YOUR OBJECTIVE: The required output is all lines below that contain the word "porch".

DATASET EXTRACT:
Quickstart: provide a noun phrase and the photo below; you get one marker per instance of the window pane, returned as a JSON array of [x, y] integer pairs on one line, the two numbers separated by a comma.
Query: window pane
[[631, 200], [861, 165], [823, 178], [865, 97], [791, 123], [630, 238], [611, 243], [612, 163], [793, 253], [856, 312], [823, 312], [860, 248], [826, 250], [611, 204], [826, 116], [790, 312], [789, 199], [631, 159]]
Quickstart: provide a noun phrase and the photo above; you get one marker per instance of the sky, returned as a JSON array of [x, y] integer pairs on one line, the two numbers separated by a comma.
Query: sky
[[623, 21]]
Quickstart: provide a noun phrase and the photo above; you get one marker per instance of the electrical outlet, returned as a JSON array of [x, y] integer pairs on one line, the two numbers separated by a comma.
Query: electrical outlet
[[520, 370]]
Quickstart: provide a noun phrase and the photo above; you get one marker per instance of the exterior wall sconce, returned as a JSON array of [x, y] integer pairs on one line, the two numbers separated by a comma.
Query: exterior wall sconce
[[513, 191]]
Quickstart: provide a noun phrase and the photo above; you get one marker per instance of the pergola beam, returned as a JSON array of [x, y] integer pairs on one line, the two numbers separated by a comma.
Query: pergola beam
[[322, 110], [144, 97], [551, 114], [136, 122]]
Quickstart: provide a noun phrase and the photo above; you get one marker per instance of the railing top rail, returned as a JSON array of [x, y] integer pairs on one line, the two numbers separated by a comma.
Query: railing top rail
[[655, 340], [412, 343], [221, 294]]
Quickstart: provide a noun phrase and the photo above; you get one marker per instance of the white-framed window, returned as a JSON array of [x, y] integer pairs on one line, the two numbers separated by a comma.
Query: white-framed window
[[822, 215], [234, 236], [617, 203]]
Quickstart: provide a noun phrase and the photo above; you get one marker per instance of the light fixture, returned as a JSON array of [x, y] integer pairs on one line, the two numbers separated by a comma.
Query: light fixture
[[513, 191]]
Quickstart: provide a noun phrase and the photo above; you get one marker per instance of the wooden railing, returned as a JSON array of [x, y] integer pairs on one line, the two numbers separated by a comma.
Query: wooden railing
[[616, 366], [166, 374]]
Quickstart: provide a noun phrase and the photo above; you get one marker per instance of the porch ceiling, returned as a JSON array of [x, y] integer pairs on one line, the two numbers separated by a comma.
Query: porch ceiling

COMPLETED EXERCISE:
Quickstart: provide a noun phrase and the photo above; you get one marker per instance of the porch ceiling, returned as a JSON array of [x, y] integer pairs on one line, the two numbers separated by a comma.
Query: porch ceiling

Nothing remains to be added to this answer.